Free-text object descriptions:
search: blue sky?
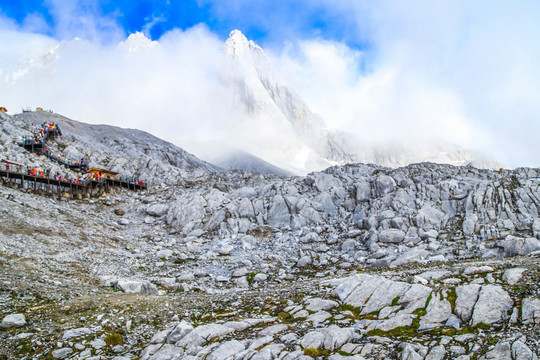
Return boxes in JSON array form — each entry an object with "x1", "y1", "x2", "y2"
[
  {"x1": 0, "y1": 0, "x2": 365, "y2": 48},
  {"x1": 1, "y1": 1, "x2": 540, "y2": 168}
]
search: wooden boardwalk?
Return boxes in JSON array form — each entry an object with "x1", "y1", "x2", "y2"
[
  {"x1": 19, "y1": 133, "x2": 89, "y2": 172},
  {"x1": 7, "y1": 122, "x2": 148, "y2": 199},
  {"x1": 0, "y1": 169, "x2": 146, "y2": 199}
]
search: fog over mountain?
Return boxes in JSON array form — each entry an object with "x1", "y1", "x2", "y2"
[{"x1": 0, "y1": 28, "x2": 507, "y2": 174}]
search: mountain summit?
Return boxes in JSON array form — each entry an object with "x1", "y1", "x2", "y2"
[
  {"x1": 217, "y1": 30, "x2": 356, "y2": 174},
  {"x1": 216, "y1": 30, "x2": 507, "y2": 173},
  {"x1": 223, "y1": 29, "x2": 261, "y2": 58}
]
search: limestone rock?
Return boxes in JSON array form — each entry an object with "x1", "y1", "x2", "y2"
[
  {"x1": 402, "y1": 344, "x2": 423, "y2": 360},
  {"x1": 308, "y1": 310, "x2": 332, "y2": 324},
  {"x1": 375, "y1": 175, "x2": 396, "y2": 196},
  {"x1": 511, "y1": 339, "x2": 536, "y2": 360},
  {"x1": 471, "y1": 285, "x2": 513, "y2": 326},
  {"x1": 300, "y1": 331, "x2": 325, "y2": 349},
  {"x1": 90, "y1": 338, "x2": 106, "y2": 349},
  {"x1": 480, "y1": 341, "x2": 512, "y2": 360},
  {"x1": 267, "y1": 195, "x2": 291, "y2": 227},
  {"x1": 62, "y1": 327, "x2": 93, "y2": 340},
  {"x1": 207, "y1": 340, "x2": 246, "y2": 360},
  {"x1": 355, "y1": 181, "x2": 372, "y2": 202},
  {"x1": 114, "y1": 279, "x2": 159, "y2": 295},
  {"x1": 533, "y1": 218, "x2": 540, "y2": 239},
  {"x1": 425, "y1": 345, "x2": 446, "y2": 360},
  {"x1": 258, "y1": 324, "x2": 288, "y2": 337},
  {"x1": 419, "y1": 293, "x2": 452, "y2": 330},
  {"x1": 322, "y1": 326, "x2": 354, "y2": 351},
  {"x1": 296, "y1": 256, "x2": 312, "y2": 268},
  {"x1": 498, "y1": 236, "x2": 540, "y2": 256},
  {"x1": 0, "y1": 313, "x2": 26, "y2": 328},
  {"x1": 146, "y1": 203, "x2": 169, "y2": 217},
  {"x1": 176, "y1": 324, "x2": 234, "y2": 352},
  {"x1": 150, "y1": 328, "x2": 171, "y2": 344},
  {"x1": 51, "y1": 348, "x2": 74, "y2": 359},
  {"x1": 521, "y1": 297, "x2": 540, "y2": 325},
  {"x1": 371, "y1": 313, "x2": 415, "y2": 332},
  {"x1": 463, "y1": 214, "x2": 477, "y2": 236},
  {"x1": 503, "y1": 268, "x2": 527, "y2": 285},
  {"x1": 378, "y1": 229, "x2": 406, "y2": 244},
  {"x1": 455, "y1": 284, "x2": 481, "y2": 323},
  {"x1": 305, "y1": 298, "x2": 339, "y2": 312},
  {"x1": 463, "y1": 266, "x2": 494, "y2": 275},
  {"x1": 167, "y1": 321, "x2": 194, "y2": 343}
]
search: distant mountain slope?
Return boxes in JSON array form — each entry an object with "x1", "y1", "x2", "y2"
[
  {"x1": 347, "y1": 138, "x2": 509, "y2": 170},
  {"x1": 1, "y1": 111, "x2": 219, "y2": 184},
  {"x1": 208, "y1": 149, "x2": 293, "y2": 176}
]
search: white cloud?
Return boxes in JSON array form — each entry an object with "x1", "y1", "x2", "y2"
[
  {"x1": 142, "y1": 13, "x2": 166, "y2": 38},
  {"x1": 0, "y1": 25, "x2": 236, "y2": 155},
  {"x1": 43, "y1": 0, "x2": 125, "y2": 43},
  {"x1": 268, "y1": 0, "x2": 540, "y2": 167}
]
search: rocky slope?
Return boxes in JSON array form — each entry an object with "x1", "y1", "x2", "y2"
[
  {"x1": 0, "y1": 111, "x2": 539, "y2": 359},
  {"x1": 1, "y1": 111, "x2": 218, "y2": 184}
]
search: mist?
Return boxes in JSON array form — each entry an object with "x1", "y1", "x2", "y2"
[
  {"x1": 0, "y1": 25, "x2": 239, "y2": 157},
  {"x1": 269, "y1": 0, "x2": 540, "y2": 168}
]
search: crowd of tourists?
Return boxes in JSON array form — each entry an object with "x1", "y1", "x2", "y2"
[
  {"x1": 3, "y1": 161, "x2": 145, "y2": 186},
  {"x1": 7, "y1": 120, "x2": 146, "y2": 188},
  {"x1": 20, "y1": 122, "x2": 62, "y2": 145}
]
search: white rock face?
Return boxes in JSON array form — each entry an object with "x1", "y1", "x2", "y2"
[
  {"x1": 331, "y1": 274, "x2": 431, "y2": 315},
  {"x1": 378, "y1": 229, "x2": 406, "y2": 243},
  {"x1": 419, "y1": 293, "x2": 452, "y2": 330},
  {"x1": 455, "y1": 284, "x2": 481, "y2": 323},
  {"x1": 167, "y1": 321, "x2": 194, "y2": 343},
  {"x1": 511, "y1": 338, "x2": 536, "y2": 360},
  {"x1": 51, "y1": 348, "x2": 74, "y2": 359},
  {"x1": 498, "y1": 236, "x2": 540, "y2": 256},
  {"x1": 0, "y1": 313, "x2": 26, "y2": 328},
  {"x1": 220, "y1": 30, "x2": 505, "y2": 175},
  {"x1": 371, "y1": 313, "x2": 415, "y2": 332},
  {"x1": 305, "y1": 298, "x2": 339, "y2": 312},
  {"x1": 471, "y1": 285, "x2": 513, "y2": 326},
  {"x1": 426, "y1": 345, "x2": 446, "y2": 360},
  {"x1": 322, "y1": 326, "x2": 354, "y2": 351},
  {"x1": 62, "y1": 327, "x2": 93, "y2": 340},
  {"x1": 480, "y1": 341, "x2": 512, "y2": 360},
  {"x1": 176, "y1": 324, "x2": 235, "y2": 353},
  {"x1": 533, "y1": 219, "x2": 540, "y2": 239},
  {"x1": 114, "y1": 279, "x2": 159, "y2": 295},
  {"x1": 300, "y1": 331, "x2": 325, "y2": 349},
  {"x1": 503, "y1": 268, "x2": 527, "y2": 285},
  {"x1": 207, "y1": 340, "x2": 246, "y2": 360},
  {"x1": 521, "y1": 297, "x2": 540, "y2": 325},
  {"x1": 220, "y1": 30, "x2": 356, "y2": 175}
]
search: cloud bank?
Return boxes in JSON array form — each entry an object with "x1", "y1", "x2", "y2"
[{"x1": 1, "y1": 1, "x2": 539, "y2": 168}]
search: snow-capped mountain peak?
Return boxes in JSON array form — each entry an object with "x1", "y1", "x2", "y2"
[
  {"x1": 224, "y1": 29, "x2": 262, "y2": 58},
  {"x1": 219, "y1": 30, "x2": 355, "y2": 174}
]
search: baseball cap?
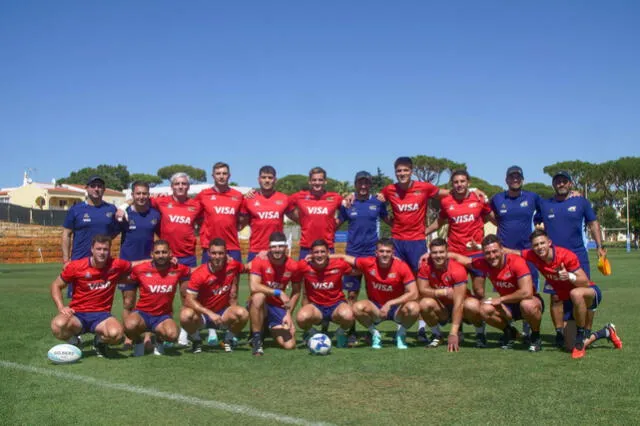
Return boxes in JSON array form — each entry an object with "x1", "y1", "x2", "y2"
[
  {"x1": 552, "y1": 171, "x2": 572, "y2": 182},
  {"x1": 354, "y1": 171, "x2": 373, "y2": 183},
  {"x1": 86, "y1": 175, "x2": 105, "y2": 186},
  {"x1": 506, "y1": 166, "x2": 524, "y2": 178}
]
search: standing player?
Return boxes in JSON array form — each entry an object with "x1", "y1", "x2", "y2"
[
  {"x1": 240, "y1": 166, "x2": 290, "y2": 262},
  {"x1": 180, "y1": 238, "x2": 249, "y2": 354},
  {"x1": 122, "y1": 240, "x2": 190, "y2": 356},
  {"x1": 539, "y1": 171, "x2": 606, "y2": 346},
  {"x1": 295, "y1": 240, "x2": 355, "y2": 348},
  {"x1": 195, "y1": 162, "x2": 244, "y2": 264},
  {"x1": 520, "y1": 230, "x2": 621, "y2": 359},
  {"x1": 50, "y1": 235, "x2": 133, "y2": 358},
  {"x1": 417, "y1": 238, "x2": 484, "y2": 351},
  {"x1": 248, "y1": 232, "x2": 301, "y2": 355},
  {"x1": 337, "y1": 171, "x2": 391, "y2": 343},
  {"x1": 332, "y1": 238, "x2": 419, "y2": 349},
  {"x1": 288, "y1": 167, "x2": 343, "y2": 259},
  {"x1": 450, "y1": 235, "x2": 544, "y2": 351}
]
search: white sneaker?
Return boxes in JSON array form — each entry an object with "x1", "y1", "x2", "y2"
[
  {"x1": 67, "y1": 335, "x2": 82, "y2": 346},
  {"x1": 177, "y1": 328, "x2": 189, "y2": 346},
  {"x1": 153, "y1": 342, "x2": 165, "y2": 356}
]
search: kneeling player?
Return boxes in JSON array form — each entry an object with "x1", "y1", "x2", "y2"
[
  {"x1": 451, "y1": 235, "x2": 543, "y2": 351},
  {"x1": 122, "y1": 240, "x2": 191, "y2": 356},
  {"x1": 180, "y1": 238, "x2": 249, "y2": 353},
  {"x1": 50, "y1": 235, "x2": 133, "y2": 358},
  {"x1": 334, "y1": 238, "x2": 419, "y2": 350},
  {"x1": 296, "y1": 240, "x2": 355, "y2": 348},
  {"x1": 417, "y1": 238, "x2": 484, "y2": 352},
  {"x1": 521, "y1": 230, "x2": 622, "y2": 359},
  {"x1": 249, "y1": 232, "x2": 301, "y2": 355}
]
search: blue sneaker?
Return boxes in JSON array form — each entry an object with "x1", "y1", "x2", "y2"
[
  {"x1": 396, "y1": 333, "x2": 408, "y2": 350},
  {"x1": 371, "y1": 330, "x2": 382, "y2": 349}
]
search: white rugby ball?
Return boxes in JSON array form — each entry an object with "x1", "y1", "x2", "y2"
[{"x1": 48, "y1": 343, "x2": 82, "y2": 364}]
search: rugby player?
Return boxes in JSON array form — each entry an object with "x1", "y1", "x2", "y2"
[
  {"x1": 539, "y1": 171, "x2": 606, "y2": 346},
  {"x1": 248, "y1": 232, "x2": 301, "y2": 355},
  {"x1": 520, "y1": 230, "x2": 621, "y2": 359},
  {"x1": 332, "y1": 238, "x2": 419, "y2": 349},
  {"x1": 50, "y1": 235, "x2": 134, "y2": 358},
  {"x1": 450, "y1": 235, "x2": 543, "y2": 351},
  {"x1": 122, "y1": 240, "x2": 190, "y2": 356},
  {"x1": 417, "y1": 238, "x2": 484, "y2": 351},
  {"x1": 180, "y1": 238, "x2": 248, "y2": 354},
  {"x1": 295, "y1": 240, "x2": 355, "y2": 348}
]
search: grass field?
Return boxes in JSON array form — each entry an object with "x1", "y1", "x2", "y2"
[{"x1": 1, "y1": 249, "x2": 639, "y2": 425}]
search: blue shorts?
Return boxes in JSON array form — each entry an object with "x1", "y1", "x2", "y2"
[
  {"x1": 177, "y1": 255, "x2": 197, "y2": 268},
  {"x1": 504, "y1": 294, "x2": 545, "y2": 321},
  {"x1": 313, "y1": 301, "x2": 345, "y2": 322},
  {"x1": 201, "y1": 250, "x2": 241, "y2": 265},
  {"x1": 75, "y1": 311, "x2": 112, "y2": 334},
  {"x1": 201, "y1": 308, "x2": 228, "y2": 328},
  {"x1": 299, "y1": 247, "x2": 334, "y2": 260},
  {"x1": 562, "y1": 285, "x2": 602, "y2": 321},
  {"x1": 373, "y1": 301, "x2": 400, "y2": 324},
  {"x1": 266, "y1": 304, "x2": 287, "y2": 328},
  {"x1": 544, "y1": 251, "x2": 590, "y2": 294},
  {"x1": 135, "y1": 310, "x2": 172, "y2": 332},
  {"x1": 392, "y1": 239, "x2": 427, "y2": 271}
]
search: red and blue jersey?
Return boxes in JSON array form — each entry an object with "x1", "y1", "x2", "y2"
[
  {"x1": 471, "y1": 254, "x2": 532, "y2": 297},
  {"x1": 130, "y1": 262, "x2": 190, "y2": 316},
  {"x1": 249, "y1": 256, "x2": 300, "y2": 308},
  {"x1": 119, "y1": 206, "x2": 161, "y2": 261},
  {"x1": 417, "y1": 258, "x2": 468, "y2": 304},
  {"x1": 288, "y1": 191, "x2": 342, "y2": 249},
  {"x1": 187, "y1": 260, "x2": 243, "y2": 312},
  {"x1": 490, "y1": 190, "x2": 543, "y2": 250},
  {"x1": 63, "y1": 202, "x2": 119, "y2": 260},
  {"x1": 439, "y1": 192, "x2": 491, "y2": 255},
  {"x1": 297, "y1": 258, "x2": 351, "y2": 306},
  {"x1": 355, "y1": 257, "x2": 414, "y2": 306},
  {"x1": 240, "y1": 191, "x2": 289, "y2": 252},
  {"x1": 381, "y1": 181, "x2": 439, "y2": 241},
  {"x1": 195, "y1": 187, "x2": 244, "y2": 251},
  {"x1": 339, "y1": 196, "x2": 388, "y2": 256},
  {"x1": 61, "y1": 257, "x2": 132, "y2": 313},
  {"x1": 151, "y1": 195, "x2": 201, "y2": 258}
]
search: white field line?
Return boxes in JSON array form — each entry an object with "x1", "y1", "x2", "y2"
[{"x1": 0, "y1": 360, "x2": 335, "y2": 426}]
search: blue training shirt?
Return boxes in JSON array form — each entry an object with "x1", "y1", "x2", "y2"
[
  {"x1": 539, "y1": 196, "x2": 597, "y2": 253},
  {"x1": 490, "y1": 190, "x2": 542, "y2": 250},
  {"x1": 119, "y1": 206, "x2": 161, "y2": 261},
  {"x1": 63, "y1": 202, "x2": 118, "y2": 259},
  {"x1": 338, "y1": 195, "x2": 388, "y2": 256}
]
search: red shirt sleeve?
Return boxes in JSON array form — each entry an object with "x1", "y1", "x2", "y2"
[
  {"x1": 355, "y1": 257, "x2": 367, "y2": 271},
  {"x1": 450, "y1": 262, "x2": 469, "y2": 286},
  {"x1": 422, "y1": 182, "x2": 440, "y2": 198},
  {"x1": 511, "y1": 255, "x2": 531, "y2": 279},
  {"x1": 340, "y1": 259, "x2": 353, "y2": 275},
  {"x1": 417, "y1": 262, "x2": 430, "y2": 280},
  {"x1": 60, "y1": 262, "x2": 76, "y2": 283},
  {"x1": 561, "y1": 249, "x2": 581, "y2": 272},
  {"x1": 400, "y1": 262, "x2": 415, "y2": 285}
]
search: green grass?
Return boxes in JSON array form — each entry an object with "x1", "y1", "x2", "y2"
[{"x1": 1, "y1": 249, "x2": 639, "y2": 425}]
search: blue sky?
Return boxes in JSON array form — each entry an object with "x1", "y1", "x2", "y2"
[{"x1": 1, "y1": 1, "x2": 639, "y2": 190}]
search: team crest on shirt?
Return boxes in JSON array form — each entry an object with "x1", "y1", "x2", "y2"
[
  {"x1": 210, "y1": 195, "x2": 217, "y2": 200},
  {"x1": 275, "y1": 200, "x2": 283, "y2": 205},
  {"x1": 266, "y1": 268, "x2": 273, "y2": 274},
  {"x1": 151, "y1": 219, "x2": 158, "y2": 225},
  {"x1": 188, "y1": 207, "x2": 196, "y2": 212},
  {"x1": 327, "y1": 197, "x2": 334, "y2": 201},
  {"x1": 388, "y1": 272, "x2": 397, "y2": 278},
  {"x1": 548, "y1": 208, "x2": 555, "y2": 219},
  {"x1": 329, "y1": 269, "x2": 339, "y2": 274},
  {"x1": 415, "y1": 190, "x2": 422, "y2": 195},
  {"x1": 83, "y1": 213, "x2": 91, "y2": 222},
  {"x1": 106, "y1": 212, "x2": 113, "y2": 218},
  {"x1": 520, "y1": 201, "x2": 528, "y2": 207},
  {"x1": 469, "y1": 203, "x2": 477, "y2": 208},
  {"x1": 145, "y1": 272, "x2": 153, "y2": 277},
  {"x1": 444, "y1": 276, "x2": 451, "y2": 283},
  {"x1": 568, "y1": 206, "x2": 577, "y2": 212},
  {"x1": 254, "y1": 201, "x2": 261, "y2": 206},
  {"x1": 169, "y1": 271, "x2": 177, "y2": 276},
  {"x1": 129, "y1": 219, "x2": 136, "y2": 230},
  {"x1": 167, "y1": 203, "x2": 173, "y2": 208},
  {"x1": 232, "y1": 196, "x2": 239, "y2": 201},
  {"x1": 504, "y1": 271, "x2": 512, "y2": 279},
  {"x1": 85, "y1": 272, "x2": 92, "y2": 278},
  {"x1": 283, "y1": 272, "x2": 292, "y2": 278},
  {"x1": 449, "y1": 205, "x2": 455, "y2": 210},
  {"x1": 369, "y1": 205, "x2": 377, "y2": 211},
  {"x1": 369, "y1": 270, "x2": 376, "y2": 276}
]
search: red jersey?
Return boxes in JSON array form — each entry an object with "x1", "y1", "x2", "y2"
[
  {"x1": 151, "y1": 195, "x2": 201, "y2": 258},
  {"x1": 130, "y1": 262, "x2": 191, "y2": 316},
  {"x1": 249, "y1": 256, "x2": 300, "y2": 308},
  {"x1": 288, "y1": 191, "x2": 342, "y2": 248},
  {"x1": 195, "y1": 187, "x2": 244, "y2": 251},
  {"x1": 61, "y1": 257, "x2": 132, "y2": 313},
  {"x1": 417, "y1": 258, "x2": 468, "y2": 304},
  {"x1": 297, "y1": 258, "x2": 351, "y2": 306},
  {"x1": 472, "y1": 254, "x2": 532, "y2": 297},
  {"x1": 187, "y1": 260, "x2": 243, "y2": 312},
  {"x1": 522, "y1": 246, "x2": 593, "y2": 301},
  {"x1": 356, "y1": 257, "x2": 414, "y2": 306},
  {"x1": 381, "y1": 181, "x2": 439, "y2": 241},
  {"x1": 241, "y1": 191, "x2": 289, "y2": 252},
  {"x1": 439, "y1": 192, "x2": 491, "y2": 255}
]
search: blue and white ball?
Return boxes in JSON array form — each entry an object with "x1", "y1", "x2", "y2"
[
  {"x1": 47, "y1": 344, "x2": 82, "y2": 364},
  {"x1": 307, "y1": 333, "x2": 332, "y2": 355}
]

Exercise brief:
The range runs from the line above containing "search: wooden boardwalk?" to the line containing "search: mountain summit?", inclusive. Restate those lines word for word and no others.

Answer to this problem:
search: wooden boardwalk?
Return boxes in JSON array form — each entry an object with "x1", "y1", "x2", "y2"
[
  {"x1": 19, "y1": 133, "x2": 89, "y2": 172},
  {"x1": 7, "y1": 122, "x2": 148, "y2": 199},
  {"x1": 0, "y1": 169, "x2": 146, "y2": 199}
]
search: fog over mountain?
Return boxes in JSON array form — each entry an object with "x1", "y1", "x2", "y2"
[{"x1": 0, "y1": 28, "x2": 507, "y2": 174}]
search: mountain summit?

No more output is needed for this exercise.